AdMech wants cover to preserve firing lanes and protect fragile units. Necrons can pressure that plan by destroying or bypassing terrain, forcing enemies to move, and opening targets for follow-up attacks.

Terrain-to-Dominion Chain

Destroy or bypass cover → force enemy movement → create cleaner shots → deal more damage → build Dominion faster

That chain is why terrain matters to Necrons. You are not destroying cover for style. You are trying to create a board state where your army can keep dealing damage.

Terrain situationNecron response
Enemy is hiding behind coverDestroy or pressure the cover if it opens future shots.
Your melee unit can force movementUse it to disrupt the enemy’s safe position.
Your ranged units lack clean linesBreak the terrain problem before wasting low-value attacks.
You can build Dominion by attacking nowPrioritize the damage if the target is exposed.
Your Lord would be exposed by the pushDo not overextend. Lord safety beats terrain greed.

First Mission Habits

These are the actual action habits to use early.

StepAction
1Check which Lord is active and which retinue units are available.
2Pick a roster that can deal damage every turn, not only survive.
3Use durable units to take space before exposing the Lord.
4Break cover when it creates future damage opportunities.
5Sequence damage to push Dominion before using level-sensitive tools.
6Let normal units reanimate when safe, but do not let the Lord get surrounded.
7After the mission, send only non-essential Lords on side tasks.

Common Necron Mistakes

Mistake 1: Treating Dominion Like a Personal Buff

Dominion is not just “this unit gets stronger.” It is army-wide momentum. If a turn can push the whole party into a better state, that turn may be worth more than a single flashy action.

Mistake 2: Treating Reanimation as Free Healing

A reanimating unit is absent until it returns. If you lose too many units at once, the army can still collapse before Reanimation saves it.

Mistake 3: Forgetting the Lord Death Fail State

Normal units can recover. The Lord is different. If you expose the Lord because “Necrons come back anyway,” you can lose the mission outright.

Mistake 4: Sending the Main Lord Away

A side task reward can look good, but if it removes the Lord your next roster depends on, the reward is a trap.

Mistake 5: Ignoring Support Units

Damage units are exciting, but support units such as Cryptek-style utility can keep the army functional while Reanimation and Dominion do their work.

• [PROVIDED RECORDS]
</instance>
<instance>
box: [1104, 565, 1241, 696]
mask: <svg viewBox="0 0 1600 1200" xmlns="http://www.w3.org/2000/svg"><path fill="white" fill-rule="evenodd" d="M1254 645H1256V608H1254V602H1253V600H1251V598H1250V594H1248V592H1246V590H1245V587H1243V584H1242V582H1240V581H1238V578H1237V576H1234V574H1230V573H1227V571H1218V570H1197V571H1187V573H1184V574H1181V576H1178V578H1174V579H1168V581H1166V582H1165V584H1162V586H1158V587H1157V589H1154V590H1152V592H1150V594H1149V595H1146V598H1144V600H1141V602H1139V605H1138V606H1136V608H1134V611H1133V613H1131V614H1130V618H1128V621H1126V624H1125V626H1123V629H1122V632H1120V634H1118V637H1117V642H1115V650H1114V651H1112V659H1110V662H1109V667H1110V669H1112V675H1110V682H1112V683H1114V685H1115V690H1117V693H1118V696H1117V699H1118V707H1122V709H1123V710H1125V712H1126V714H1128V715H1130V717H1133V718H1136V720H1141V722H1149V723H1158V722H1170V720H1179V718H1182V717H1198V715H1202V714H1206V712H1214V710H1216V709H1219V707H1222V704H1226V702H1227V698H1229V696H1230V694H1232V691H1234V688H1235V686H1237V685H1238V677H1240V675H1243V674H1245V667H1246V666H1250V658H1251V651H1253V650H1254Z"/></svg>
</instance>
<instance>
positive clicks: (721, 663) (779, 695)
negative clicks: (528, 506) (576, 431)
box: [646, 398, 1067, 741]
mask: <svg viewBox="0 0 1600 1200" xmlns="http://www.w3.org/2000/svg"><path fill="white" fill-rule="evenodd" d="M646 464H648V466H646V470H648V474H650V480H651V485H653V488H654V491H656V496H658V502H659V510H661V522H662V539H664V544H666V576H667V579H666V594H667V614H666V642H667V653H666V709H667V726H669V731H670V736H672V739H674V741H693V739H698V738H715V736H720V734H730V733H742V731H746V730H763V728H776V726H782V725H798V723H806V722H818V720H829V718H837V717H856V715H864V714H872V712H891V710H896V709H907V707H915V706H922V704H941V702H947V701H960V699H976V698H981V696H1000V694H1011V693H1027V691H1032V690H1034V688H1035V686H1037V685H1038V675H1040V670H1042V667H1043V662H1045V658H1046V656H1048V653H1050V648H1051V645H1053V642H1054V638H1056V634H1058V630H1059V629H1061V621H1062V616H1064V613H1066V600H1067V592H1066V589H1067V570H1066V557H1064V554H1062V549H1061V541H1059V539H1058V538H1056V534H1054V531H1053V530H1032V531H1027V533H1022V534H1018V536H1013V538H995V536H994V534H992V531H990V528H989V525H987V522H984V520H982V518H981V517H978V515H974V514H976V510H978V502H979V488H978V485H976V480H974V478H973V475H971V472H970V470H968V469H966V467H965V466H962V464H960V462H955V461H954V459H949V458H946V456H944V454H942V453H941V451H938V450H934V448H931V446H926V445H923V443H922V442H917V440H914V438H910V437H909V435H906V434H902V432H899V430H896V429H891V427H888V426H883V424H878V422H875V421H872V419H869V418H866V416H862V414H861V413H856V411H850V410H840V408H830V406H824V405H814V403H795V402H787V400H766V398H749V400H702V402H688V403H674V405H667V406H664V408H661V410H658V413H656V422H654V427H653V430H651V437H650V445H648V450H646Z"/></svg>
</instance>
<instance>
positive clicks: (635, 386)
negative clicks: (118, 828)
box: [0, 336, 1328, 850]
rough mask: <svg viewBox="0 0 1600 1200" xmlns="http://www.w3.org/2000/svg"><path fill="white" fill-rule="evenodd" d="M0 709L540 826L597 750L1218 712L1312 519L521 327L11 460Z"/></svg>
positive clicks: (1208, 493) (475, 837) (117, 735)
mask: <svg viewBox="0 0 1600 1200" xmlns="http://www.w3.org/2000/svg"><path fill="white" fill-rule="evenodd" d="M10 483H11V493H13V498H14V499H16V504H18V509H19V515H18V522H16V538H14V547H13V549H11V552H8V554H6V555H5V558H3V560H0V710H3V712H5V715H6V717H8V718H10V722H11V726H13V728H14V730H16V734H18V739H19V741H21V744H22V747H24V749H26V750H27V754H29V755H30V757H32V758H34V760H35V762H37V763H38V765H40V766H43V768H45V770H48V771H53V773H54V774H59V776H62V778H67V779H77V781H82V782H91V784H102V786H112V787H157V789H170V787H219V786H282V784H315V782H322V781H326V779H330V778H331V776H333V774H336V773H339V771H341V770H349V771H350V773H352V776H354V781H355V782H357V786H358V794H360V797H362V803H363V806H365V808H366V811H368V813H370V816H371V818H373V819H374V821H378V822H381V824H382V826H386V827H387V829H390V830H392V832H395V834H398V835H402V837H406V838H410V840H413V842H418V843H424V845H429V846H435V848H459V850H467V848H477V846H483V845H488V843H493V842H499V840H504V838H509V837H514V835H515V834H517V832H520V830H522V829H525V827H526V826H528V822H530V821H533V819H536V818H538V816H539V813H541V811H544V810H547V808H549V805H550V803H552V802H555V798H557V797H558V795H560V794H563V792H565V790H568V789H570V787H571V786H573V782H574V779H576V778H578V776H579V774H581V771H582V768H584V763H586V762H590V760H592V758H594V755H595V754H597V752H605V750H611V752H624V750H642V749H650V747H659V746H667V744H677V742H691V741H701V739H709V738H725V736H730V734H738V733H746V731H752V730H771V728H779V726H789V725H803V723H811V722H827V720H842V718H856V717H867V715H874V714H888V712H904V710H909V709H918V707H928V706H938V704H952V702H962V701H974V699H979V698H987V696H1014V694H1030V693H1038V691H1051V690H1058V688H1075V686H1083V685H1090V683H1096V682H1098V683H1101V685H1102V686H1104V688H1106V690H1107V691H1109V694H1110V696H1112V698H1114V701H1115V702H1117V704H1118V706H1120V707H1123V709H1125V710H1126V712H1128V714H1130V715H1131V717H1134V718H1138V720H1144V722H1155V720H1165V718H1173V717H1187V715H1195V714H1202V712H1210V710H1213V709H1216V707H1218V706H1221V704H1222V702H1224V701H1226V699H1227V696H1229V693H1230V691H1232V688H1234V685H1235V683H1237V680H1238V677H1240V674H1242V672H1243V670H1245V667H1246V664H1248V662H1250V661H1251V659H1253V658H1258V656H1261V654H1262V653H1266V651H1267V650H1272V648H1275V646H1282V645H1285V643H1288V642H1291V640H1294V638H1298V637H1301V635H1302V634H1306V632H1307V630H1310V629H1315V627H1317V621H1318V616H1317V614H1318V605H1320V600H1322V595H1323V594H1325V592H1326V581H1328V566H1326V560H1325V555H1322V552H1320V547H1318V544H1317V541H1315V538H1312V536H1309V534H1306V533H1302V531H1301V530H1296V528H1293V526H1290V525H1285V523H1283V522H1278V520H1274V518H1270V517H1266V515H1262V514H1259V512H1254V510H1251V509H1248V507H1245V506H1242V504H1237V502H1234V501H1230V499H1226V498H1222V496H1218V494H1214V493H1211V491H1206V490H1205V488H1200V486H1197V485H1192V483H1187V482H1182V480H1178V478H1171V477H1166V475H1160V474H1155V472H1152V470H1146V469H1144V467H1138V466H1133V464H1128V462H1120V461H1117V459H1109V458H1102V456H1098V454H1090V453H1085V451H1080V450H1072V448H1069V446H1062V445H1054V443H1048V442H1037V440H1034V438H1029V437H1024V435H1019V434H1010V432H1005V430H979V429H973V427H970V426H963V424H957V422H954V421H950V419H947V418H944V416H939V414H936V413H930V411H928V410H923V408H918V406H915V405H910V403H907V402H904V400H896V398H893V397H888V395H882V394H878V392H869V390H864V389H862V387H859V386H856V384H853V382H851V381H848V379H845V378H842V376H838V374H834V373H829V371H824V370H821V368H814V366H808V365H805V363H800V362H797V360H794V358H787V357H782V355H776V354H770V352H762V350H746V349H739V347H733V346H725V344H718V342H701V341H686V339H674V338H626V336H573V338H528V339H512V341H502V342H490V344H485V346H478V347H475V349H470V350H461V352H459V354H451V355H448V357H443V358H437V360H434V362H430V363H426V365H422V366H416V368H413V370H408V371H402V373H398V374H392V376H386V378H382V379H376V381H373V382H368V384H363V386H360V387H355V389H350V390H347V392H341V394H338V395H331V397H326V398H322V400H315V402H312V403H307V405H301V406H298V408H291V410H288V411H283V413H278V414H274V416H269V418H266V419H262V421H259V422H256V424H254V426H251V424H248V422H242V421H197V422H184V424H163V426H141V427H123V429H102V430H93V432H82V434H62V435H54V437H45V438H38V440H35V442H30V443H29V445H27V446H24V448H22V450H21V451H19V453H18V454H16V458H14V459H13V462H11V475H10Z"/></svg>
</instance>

• [ASSIGNED TASK] Continue the guide to Necron tactics from its final sentence, in the same style. The lines placed after the text are drawn from an unrelated source.

• [RESPONSE TO THIS TASK]
Mistake 6: Destroying Terrain Without a Follow-Up

Breaking cover is only valuable if it creates damage, movement pressure, or objective progress. Do not spend actions on terrain if the army cannot exploit the opening.

FAQ

Are Necrons easier than Adeptus Mechanicus?

Usually, yes. Necrons have a clearer early loop: deal damage, build Dominion, use Reanimation, and keep the Lord-retinue plan intact. AdMech has more early resource and positioning pressure.

Is Dominion a party-wide buff?

Dominion should be treated as army-wide momentum. As Dominion Level rises, it can unlock party-wide buffs and improve or unlock weapons, skills, and unit effects.

Can multiple Necron units reanimate at the same time?

Yes, plan as if multiple normal Necron units can be in Reanimation or recovery states at once. The danger is not that they are gone forever; the danger is that too many units are off the board at the same time, leaving your Lord exposed and slowing Dominion generation.

Which Necron units can reanimate?

Treat normal Necron combat units as Reanimation candidates when the UI shows a countdown or recovery state. Do not assume Lords follow the same rule; Lord death can fail the mission.

Should I start with the Necron campaign first?

Start with Necrons if you want the cleaner first campaign. Their plan is more direct than AdMech: pressure forward, build Dominion, recover losses, and use the Lord-retinue structure.

What are the best early Necron units?

There is no single best unit for every mission. Warriors and Immortals are stable early pieces, Deathmarks are strong when firing lanes exist, Praetorians can become powerful pressure tools, and Cryptek-style support can be important when recovery and tempo matter.

Should I take every mission bonus?

No. Take bonuses when the reward solves the mission or supports your campaign plan. Skip them if the Vigilance cost risks extra enemy pressure you do not need.